Task to complete ▸
Copy every line of the material below character for character, with no changes.

Dataset rows ▸

........

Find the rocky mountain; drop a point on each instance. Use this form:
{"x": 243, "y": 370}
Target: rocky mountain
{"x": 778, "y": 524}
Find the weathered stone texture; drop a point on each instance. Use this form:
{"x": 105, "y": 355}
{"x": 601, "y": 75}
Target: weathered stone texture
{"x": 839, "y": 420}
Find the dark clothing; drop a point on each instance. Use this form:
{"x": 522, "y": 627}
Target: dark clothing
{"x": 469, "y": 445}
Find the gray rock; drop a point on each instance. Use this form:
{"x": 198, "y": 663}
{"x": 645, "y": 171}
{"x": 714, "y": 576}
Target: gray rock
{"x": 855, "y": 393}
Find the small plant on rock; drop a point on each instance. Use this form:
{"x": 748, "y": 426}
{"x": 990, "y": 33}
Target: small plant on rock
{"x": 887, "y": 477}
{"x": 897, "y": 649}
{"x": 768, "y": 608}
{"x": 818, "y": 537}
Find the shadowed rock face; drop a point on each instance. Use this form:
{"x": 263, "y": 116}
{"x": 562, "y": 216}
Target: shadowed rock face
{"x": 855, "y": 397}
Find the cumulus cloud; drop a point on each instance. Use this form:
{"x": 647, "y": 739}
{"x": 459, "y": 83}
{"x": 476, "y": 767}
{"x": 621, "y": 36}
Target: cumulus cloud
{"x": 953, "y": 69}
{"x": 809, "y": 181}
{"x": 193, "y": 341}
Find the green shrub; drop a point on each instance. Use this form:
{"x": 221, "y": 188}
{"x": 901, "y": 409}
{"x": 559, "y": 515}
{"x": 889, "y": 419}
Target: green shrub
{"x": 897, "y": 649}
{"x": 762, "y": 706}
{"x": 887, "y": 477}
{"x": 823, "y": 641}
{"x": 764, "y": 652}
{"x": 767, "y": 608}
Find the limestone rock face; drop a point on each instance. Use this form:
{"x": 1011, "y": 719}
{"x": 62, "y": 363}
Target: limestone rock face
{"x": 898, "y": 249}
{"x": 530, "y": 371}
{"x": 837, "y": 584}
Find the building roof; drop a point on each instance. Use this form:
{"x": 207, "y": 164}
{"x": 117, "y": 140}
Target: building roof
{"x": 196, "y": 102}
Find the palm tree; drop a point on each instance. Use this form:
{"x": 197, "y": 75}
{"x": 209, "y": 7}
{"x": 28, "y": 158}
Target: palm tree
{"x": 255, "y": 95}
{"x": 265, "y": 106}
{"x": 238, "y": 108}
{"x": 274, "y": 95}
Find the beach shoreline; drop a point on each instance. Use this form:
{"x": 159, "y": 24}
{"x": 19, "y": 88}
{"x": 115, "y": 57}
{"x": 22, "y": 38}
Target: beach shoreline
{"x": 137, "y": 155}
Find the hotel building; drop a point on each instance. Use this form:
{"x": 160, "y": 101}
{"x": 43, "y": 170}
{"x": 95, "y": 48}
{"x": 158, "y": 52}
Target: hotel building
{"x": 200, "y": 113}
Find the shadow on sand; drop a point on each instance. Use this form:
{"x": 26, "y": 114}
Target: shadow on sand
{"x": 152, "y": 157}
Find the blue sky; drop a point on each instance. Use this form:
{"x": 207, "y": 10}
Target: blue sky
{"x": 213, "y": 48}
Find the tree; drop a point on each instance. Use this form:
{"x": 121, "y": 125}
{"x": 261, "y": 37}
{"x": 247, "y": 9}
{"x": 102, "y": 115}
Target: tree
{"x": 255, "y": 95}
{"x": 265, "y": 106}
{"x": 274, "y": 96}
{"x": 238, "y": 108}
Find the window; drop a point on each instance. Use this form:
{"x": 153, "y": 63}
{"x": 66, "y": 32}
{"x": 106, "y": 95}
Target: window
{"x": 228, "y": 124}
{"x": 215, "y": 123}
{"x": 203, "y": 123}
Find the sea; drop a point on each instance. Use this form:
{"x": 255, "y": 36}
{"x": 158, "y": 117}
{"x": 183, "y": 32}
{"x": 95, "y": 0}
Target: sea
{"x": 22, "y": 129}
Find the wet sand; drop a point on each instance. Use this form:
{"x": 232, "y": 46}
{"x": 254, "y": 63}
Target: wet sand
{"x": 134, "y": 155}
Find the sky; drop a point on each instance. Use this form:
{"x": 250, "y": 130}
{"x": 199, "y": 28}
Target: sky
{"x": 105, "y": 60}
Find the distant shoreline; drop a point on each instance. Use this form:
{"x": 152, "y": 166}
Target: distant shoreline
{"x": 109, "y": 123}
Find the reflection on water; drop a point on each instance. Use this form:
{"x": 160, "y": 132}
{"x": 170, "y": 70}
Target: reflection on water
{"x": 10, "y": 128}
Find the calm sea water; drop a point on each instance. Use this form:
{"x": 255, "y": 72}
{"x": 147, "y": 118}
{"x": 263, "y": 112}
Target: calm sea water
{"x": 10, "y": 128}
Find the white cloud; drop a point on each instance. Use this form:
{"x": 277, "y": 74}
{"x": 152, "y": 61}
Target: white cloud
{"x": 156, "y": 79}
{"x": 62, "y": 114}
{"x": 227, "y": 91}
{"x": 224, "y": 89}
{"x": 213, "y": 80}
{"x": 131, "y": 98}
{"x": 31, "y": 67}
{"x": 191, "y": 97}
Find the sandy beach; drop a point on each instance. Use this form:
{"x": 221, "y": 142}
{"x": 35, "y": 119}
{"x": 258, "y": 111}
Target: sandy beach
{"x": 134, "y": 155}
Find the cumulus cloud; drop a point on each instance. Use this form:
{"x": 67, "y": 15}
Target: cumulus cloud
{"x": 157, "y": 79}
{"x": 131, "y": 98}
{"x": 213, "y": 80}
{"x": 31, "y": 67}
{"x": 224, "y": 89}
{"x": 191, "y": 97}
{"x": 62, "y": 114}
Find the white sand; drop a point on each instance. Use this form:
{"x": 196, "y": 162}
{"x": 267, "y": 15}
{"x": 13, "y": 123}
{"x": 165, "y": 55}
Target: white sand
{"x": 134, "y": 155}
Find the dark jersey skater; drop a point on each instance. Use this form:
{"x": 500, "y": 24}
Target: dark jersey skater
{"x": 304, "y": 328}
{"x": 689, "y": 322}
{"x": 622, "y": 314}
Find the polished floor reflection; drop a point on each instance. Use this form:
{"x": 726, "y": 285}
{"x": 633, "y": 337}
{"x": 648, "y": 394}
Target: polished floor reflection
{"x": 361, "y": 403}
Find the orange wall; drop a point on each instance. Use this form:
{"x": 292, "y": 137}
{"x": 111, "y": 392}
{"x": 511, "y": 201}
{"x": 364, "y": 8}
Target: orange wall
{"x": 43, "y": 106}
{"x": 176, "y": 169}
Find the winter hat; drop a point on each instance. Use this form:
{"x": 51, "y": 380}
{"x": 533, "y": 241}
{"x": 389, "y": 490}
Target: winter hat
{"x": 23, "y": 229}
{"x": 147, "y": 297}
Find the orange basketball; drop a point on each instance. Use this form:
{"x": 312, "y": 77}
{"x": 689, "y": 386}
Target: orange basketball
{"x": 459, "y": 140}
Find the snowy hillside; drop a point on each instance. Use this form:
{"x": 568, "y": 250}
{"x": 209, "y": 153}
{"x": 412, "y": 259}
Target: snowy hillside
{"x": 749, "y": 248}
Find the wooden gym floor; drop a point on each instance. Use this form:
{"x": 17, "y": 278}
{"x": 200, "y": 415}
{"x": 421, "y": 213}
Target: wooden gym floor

........

Final result ▸
Find the rocky mountain; drop a point on each instance. Use this form:
{"x": 243, "y": 370}
Target: rocky mountain
{"x": 778, "y": 524}
Find the weathered stone texture; drop a point on each instance. Use this form:
{"x": 105, "y": 355}
{"x": 601, "y": 75}
Target: weathered stone texture
{"x": 839, "y": 420}
Find the dark clothing; drop a point on each instance. Use this form:
{"x": 522, "y": 627}
Target: dark clothing
{"x": 469, "y": 445}
Find the gray rock; drop a point on each instance. Use this form:
{"x": 198, "y": 663}
{"x": 645, "y": 171}
{"x": 714, "y": 576}
Target: gray rock
{"x": 855, "y": 393}
Find the small plant on rock; drop a point on each instance. Use this form:
{"x": 748, "y": 426}
{"x": 990, "y": 33}
Target: small plant on rock
{"x": 887, "y": 477}
{"x": 897, "y": 649}
{"x": 768, "y": 608}
{"x": 818, "y": 537}
Find the shadowed rock face; drop a point on each instance. Use this form:
{"x": 263, "y": 116}
{"x": 562, "y": 216}
Target: shadowed rock face
{"x": 855, "y": 397}
Find the cumulus cloud; drop a point on each instance. Use this form:
{"x": 647, "y": 739}
{"x": 459, "y": 83}
{"x": 476, "y": 767}
{"x": 621, "y": 36}
Target: cumulus cloud
{"x": 953, "y": 69}
{"x": 809, "y": 181}
{"x": 193, "y": 341}
Find the green shrub; drop a point on each instance. Use this form:
{"x": 221, "y": 188}
{"x": 901, "y": 409}
{"x": 559, "y": 515}
{"x": 889, "y": 419}
Target: green shrub
{"x": 897, "y": 649}
{"x": 762, "y": 706}
{"x": 887, "y": 477}
{"x": 823, "y": 641}
{"x": 764, "y": 652}
{"x": 767, "y": 608}
Find the limestone rock face; drop a point on each instance. Use this form:
{"x": 1011, "y": 719}
{"x": 62, "y": 363}
Target: limestone rock face
{"x": 898, "y": 249}
{"x": 530, "y": 371}
{"x": 837, "y": 584}
Find the building roof; drop a point on each instance. Use this form:
{"x": 207, "y": 164}
{"x": 117, "y": 140}
Target: building roof
{"x": 196, "y": 102}
Find the palm tree; drop a point on each instance. Use this form:
{"x": 197, "y": 75}
{"x": 209, "y": 7}
{"x": 28, "y": 158}
Target: palm tree
{"x": 255, "y": 95}
{"x": 265, "y": 106}
{"x": 238, "y": 108}
{"x": 274, "y": 95}
Find the beach shoreline; drop a point on each instance. Use this form:
{"x": 159, "y": 24}
{"x": 19, "y": 88}
{"x": 115, "y": 57}
{"x": 22, "y": 38}
Target: beach shoreline
{"x": 137, "y": 155}
Find the hotel building; drop a point on each instance. Use this form:
{"x": 160, "y": 101}
{"x": 43, "y": 170}
{"x": 95, "y": 48}
{"x": 158, "y": 52}
Target: hotel building
{"x": 200, "y": 113}
Find the shadow on sand; drop a point on each instance. Use this form:
{"x": 26, "y": 114}
Target: shadow on sand
{"x": 152, "y": 157}
Find the blue sky; drop a point on each instance. Use this form:
{"x": 207, "y": 10}
Target: blue sky
{"x": 213, "y": 48}
Find the tree; drop a point on each instance. Use this form:
{"x": 121, "y": 125}
{"x": 261, "y": 37}
{"x": 247, "y": 9}
{"x": 102, "y": 115}
Target: tree
{"x": 255, "y": 95}
{"x": 265, "y": 106}
{"x": 274, "y": 96}
{"x": 238, "y": 108}
Find the window; drop a point on each instance. Use this form:
{"x": 153, "y": 63}
{"x": 66, "y": 32}
{"x": 106, "y": 95}
Target: window
{"x": 228, "y": 124}
{"x": 215, "y": 123}
{"x": 203, "y": 123}
Find the sea; drop a point on each instance. Use this form:
{"x": 255, "y": 36}
{"x": 158, "y": 117}
{"x": 183, "y": 32}
{"x": 95, "y": 0}
Target: sea
{"x": 22, "y": 129}
Find the wet sand; drop a point on each instance. Use this form:
{"x": 232, "y": 46}
{"x": 254, "y": 63}
Target: wet sand
{"x": 134, "y": 155}
Find the sky; drop a point on each instance. Use this form:
{"x": 250, "y": 130}
{"x": 199, "y": 28}
Target: sky
{"x": 105, "y": 60}
Find the distant shoreline; drop a point on each instance. Use this form:
{"x": 152, "y": 166}
Target: distant shoreline
{"x": 109, "y": 123}
Find the reflection on water; drop a point on each instance. Use this form:
{"x": 160, "y": 132}
{"x": 170, "y": 70}
Target: reflection on water
{"x": 10, "y": 128}
Find the calm sea water; drop a point on each instance. Use this form:
{"x": 255, "y": 72}
{"x": 147, "y": 118}
{"x": 263, "y": 112}
Target: calm sea water
{"x": 10, "y": 128}
Find the white cloud; drop a point on each instance. Use this form:
{"x": 277, "y": 74}
{"x": 152, "y": 61}
Target: white cloud
{"x": 156, "y": 79}
{"x": 62, "y": 114}
{"x": 227, "y": 91}
{"x": 224, "y": 89}
{"x": 213, "y": 80}
{"x": 131, "y": 98}
{"x": 31, "y": 67}
{"x": 191, "y": 97}
Find the sandy beach; drop a point on each instance. Use this form:
{"x": 221, "y": 142}
{"x": 35, "y": 119}
{"x": 258, "y": 111}
Target: sandy beach
{"x": 134, "y": 155}
Find the cumulus cloud; drop a point on each instance. Use this form:
{"x": 67, "y": 15}
Target: cumulus cloud
{"x": 157, "y": 79}
{"x": 131, "y": 98}
{"x": 213, "y": 80}
{"x": 31, "y": 67}
{"x": 224, "y": 89}
{"x": 191, "y": 97}
{"x": 62, "y": 114}
Find the white sand; drop a point on each instance. Use this form:
{"x": 196, "y": 162}
{"x": 267, "y": 15}
{"x": 13, "y": 123}
{"x": 165, "y": 55}
Target: white sand
{"x": 134, "y": 155}
Find the dark jersey skater; drop a point on each instance. Use this form:
{"x": 500, "y": 24}
Target: dark jersey skater
{"x": 304, "y": 328}
{"x": 689, "y": 322}
{"x": 622, "y": 314}
Find the polished floor reflection; drop a point on each instance. Use this form:
{"x": 726, "y": 285}
{"x": 633, "y": 337}
{"x": 648, "y": 394}
Target: polished floor reflection
{"x": 361, "y": 403}
Find the orange wall; drop a point on each instance. Use this form:
{"x": 292, "y": 137}
{"x": 111, "y": 392}
{"x": 511, "y": 201}
{"x": 364, "y": 8}
Target: orange wall
{"x": 43, "y": 106}
{"x": 176, "y": 169}
Find the winter hat; drop a point on each instance. Use this form:
{"x": 51, "y": 380}
{"x": 533, "y": 241}
{"x": 389, "y": 490}
Target: winter hat
{"x": 23, "y": 229}
{"x": 147, "y": 297}
Find the orange basketball; drop a point on each instance. Use this form:
{"x": 312, "y": 77}
{"x": 689, "y": 386}
Target: orange basketball
{"x": 459, "y": 140}
Find the snowy hillside; drop a point on each instance. Use this form:
{"x": 568, "y": 250}
{"x": 209, "y": 153}
{"x": 412, "y": 259}
Target: snowy hillside
{"x": 749, "y": 248}
Find the wooden gym floor; drop a point on each instance. Use this form:
{"x": 17, "y": 278}
{"x": 200, "y": 415}
{"x": 421, "y": 213}
Target: wooden gym floor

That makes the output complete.